WHAT THE TASK ASKS> For the entries below, the expected answer is the line with "Task: each instance of the woman's", the line with "Query: white sign on wall", and every line between them, exactly as written, and nothing more.

DATA RECORDS>
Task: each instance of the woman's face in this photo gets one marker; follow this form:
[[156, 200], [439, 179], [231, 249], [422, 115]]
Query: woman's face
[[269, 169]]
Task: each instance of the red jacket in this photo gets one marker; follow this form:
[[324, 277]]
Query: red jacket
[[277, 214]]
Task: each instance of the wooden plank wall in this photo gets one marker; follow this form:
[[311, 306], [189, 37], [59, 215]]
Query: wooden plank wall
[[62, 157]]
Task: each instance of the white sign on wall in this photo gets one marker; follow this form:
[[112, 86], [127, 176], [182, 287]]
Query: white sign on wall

==

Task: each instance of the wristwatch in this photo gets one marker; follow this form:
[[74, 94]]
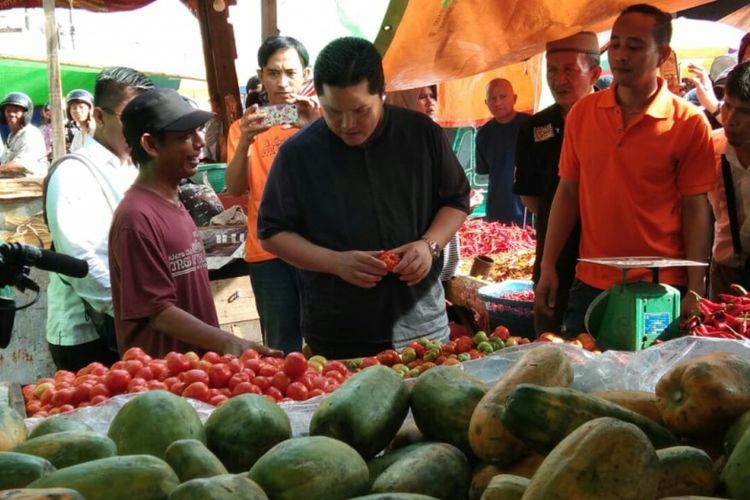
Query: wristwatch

REPLY TO THE EXERCISE>
Task: each instance of the woman's face in this photo gets one marker; follow this form:
[[156, 200], [439, 179], [231, 249], [422, 115]]
Query: woman's face
[[269, 169]]
Task: each instance of the red jacket in this photo gets one marker; follow this form:
[[324, 277]]
Query: red jacket
[[277, 214]]
Task: each instance of the wooden plank wall in this photo gets one marker; follow this form:
[[311, 306], [189, 37], [59, 215]]
Query: wooden plank wall
[[62, 157]]
Task: each instance of the white sign on wall in this photo gets one marker; follow this form:
[[112, 86], [127, 176], [182, 287]]
Query: white sign on wall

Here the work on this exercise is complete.